▶ What is needed:
Arrange every line of the records below as a Markdown table with the columns "Row" and "Line", numbering the rows in order and leaving out blank lines.

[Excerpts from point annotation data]
# # # # #

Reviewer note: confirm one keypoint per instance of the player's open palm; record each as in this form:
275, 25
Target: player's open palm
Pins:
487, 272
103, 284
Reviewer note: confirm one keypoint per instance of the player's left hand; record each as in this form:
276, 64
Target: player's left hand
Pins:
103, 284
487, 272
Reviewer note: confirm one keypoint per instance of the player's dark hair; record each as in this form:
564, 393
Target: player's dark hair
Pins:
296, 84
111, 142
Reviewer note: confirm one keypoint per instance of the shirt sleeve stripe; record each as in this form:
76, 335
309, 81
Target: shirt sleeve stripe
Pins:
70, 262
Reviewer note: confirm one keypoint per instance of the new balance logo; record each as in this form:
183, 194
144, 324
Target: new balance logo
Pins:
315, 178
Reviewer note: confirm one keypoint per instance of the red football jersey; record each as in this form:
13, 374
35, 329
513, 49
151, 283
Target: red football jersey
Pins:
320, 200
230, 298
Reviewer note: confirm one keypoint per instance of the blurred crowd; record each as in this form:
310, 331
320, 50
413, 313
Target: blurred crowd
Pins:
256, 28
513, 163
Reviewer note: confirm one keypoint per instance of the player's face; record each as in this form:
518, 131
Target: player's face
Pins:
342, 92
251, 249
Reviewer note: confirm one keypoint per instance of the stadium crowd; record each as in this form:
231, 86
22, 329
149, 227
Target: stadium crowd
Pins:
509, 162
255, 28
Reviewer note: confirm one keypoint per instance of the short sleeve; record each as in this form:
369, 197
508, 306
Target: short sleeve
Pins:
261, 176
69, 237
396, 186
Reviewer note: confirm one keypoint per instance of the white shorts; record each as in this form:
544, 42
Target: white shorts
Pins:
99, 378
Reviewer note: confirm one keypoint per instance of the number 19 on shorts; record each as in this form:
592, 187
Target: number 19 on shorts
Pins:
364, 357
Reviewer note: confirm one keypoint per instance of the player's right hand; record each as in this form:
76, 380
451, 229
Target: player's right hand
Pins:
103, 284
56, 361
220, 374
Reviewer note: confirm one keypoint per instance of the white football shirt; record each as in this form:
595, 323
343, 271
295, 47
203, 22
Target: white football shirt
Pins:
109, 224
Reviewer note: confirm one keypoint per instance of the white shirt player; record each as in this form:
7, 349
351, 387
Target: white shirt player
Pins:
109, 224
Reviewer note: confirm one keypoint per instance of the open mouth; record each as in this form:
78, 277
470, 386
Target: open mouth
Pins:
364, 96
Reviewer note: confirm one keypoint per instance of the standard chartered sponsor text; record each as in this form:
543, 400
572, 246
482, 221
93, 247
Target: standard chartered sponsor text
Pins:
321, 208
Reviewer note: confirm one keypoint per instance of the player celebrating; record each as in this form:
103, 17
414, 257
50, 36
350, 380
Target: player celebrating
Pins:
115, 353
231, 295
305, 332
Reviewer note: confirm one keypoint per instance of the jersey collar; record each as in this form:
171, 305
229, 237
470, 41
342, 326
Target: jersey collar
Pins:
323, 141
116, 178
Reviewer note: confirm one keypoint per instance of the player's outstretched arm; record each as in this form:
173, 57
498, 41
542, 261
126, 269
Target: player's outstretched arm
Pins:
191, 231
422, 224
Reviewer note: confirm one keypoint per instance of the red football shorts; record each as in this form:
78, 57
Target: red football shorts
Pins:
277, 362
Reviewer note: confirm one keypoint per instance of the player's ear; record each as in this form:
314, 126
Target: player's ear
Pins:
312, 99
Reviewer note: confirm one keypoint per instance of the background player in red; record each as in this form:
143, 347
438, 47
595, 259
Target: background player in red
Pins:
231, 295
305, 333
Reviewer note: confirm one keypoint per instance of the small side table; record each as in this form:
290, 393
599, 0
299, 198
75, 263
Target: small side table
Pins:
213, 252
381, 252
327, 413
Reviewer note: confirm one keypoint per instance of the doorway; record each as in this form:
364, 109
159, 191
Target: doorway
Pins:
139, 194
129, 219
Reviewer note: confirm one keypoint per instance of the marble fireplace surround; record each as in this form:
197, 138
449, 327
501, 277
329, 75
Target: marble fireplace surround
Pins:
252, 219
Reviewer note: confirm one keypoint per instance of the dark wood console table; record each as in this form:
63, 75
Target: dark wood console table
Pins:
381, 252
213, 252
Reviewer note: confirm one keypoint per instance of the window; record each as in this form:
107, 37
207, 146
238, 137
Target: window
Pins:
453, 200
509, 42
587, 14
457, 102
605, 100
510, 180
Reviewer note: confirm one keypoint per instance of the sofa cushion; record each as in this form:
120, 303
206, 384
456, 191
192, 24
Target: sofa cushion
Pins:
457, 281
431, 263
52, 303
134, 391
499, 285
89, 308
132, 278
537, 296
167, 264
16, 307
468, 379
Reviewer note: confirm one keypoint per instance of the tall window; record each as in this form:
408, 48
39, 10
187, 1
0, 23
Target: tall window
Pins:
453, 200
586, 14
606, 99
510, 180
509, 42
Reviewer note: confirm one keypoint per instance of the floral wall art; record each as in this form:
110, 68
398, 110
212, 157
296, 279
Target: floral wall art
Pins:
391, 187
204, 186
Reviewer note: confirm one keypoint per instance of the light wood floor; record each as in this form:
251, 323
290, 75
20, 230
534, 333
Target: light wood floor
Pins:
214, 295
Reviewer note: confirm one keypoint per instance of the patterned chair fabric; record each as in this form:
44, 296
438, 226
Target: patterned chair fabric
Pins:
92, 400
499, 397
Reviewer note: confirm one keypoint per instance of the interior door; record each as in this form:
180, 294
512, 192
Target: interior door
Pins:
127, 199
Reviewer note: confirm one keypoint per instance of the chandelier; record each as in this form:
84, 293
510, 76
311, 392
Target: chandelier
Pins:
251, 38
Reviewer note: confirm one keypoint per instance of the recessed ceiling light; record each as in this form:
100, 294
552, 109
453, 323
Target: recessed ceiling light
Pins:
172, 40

# # # # #

▶ Answer to the task:
| Row | Line |
|---|---|
| 1 | Reviewer note: confirm one keypoint per instance of the player's open palm; record each as in this form: |
| 2 | 275, 25 |
| 3 | Target: player's open palm |
| 4 | Pins: |
| 5 | 487, 272 |
| 6 | 103, 284 |
| 7 | Reviewer note: confirm one keypoint per instance of the player's left hand; record each as in this form: |
| 8 | 276, 64 |
| 9 | Target: player's left hand |
| 10 | Pins: |
| 11 | 103, 284 |
| 12 | 487, 272 |
| 13 | Reviewer note: confirm one keypoint per instance of the player's dark hair; record each as in this form: |
| 14 | 564, 393 |
| 15 | Target: player's dark hair |
| 16 | Pins: |
| 17 | 296, 84 |
| 18 | 111, 142 |
| 19 | Reviewer note: confirm one keypoint per instance of the shirt sleeve stripe; record each as in this form: |
| 20 | 76, 335 |
| 21 | 309, 81 |
| 22 | Target: shirt sleeve stripe |
| 23 | Pins: |
| 24 | 70, 262 |
| 25 | Reviewer note: confirm one keypoint per instance of the new balance logo; record each as in this form: |
| 26 | 183, 194 |
| 27 | 144, 324 |
| 28 | Target: new balance logo |
| 29 | Pins: |
| 30 | 315, 178 |
| 31 | Reviewer note: confirm one keypoint per instance of the red football jersey; record each as in this form: |
| 32 | 13, 374 |
| 33 | 35, 329 |
| 34 | 513, 49 |
| 35 | 151, 283 |
| 36 | Target: red football jersey |
| 37 | Pins: |
| 38 | 320, 200 |
| 39 | 230, 298 |
| 40 | Reviewer note: confirm one keypoint per instance of the blurred crowd; record each as in this form: |
| 41 | 310, 331 |
| 42 | 320, 50 |
| 43 | 413, 313 |
| 44 | Target: blurred crowd |
| 45 | Pins: |
| 46 | 256, 28 |
| 47 | 513, 163 |
| 48 | Reviewer note: confirm one keypoint per instance of the player's face; record each as in this form: |
| 49 | 518, 131 |
| 50 | Target: player's face |
| 51 | Pins: |
| 52 | 342, 92 |
| 53 | 251, 249 |
| 54 | Reviewer note: confirm one keypoint per instance of the stadium crowd; record each as in this form: |
| 55 | 231, 86 |
| 56 | 22, 329 |
| 57 | 149, 227 |
| 58 | Target: stadium crowd |
| 59 | Pins: |
| 60 | 509, 162 |
| 61 | 255, 28 |
| 62 | Reviewer note: confirm one keypoint per instance of the short sleeve; record each as in this form: |
| 63 | 369, 197 |
| 64 | 508, 306 |
| 65 | Target: short sleeve |
| 66 | Pins: |
| 67 | 261, 176 |
| 68 | 69, 237 |
| 69 | 396, 186 |
| 70 | Reviewer note: confirm one keypoint per instance of the white shorts; record each as in this form: |
| 71 | 544, 42 |
| 72 | Target: white shorts |
| 73 | Pins: |
| 74 | 99, 378 |
| 75 | Reviewer note: confirm one keypoint per instance of the number 19 on shorts; record each as in this form: |
| 76 | 592, 187 |
| 77 | Target: number 19 on shorts |
| 78 | Pins: |
| 79 | 364, 357 |
| 80 | Reviewer note: confirm one keypoint per instance of the player's right hand; record each as in this form: |
| 81 | 76, 380 |
| 82 | 451, 229 |
| 83 | Target: player's right hand |
| 84 | Pins: |
| 85 | 103, 284 |
| 86 | 56, 361 |
| 87 | 220, 374 |
| 88 | Reviewer note: confirm one keypoint per instance of the white football shirt; record each as in this form: |
| 89 | 595, 323 |
| 90 | 343, 271 |
| 91 | 295, 47 |
| 92 | 203, 22 |
| 93 | Target: white football shirt |
| 94 | Pins: |
| 95 | 109, 224 |
| 96 | Reviewer note: confirm one keypoint per instance of the white shirt player; record each as in this form: |
| 97 | 7, 349 |
| 98 | 351, 387 |
| 99 | Target: white shirt player |
| 100 | Pins: |
| 101 | 109, 224 |
| 102 | Reviewer note: confirm one keypoint per instance of the open mouth; record each as in this form: |
| 103 | 78, 277 |
| 104 | 470, 386 |
| 105 | Target: open mouth |
| 106 | Pins: |
| 107 | 364, 96 |
| 108 | Reviewer note: confirm one keypoint per instance of the standard chartered sponsor text; record each as in this form: |
| 109 | 543, 400 |
| 110 | 572, 246 |
| 111 | 482, 221 |
| 112 | 93, 247 |
| 113 | Target: standard chartered sponsor text |
| 114 | Pins: |
| 115 | 321, 208 |
| 116 | Reviewer note: confirm one keypoint per instance of the player celebrating; record each as in this form: |
| 117 | 103, 17 |
| 118 | 414, 257 |
| 119 | 50, 36 |
| 120 | 350, 380 |
| 121 | Target: player celebrating |
| 122 | Pins: |
| 123 | 115, 353 |
| 124 | 231, 295 |
| 125 | 305, 332 |
| 126 | Reviewer note: confirm one keypoint per instance of the jersey collar; record each as in this form: |
| 127 | 171, 305 |
| 128 | 229, 237 |
| 129 | 470, 41 |
| 130 | 342, 326 |
| 131 | Target: jersey collar |
| 132 | Pins: |
| 133 | 323, 141 |
| 134 | 116, 178 |
| 135 | Reviewer note: confirm one keypoint per instance of the player's outstretched arm; record each as in this form: |
| 136 | 173, 57 |
| 137 | 498, 41 |
| 138 | 542, 261 |
| 139 | 126, 269 |
| 140 | Target: player's outstretched arm |
| 141 | Pins: |
| 142 | 191, 231 |
| 143 | 422, 224 |
| 144 | Reviewer note: confirm one keypoint per instance of the red football shorts; record each as in this form: |
| 145 | 78, 57 |
| 146 | Target: red football shorts |
| 147 | Pins: |
| 148 | 277, 362 |
| 149 | Reviewer note: confirm one keypoint per instance of the player's ear; record each as in this form: |
| 150 | 314, 126 |
| 151 | Target: player's ear |
| 152 | Pins: |
| 153 | 312, 99 |
| 154 | Reviewer note: confirm one keypoint per instance of the background player in red; record each as in this form: |
| 155 | 143, 347 |
| 156 | 438, 47 |
| 157 | 595, 259 |
| 158 | Target: background player in red |
| 159 | Pins: |
| 160 | 231, 295 |
| 161 | 305, 333 |
| 162 | Reviewer note: confirm one keypoint per instance of the small side table; record each as in this form: |
| 163 | 290, 393 |
| 164 | 599, 0 |
| 165 | 299, 198 |
| 166 | 75, 263 |
| 167 | Target: small side table |
| 168 | Pins: |
| 169 | 213, 252 |
| 170 | 381, 252 |
| 171 | 327, 413 |
| 172 | Reviewer note: confirm one keypoint per instance of the doorway; record each as in this form: |
| 173 | 364, 109 |
| 174 | 159, 191 |
| 175 | Target: doorway |
| 176 | Pins: |
| 177 | 139, 194 |
| 178 | 129, 219 |
| 179 | Reviewer note: confirm one keypoint per instance of the marble fireplace surround; record each as in this form: |
| 180 | 197, 138 |
| 181 | 449, 327 |
| 182 | 501, 277 |
| 183 | 329, 75 |
| 184 | Target: marble fireplace surround |
| 185 | Pins: |
| 186 | 252, 219 |
| 187 | Reviewer note: confirm one keypoint per instance of the dark wood console table; record each as in this form: |
| 188 | 63, 75 |
| 189 | Target: dark wood console table |
| 190 | Pins: |
| 191 | 381, 252 |
| 192 | 213, 252 |
| 193 | Reviewer note: confirm one keypoint per instance of the window; record each as in this form: |
| 194 | 107, 37 |
| 195 | 207, 146 |
| 196 | 238, 137 |
| 197 | Target: window |
| 198 | Pins: |
| 199 | 453, 200 |
| 200 | 509, 42 |
| 201 | 587, 14 |
| 202 | 457, 102 |
| 203 | 605, 100 |
| 204 | 510, 180 |
| 205 | Reviewer note: confirm one keypoint per instance of the sofa cushion; record each as in this form: |
| 206 | 120, 303 |
| 207 | 206, 384 |
| 208 | 456, 191 |
| 209 | 192, 24 |
| 210 | Target: sofa cushion |
| 211 | Pins: |
| 212 | 457, 281 |
| 213 | 431, 263 |
| 214 | 52, 303 |
| 215 | 134, 391 |
| 216 | 499, 285 |
| 217 | 89, 308 |
| 218 | 132, 278 |
| 219 | 537, 296 |
| 220 | 167, 264 |
| 221 | 16, 307 |
| 222 | 468, 379 |
| 223 | Reviewer note: confirm one keypoint per instance of the tall window; record each as in this form: |
| 224 | 408, 48 |
| 225 | 39, 10 |
| 226 | 187, 1 |
| 227 | 0, 23 |
| 228 | Target: tall window |
| 229 | Pins: |
| 230 | 453, 200 |
| 231 | 586, 14 |
| 232 | 606, 99 |
| 233 | 510, 180 |
| 234 | 509, 42 |
| 235 | Reviewer note: confirm one keypoint per instance of the floral wall art; record each as in this form: |
| 236 | 110, 68 |
| 237 | 398, 110 |
| 238 | 212, 157 |
| 239 | 296, 279 |
| 240 | Target: floral wall art |
| 241 | Pins: |
| 242 | 391, 187 |
| 243 | 204, 186 |
| 244 | Reviewer note: confirm one keypoint per instance of the light wood floor; record each as in this form: |
| 245 | 251, 323 |
| 246 | 290, 75 |
| 247 | 20, 230 |
| 248 | 534, 333 |
| 249 | Target: light wood floor |
| 250 | Pins: |
| 251 | 214, 295 |
| 252 | Reviewer note: confirm one keypoint per instance of the patterned chair fabric; record each as in this form: |
| 253 | 44, 296 |
| 254 | 438, 226 |
| 255 | Target: patterned chair fabric |
| 256 | Pins: |
| 257 | 92, 400 |
| 258 | 499, 397 |
| 259 | Reviewer note: confirm one keypoint per instance of the interior door; record each as in this form: |
| 260 | 180, 294 |
| 261 | 512, 192 |
| 262 | Target: interior door |
| 263 | Pins: |
| 264 | 127, 199 |
| 265 | Reviewer note: confirm one keypoint per instance of the chandelier; record each as in this form: |
| 266 | 84, 293 |
| 267 | 510, 76 |
| 268 | 311, 392 |
| 269 | Target: chandelier |
| 270 | Pins: |
| 271 | 251, 38 |
| 272 | Reviewer note: confirm one keypoint per instance of the recessed ceiling light; record each as in this form: |
| 273 | 100, 294 |
| 274 | 552, 109 |
| 275 | 453, 323 |
| 276 | Target: recessed ceiling light |
| 277 | Pins: |
| 278 | 172, 40 |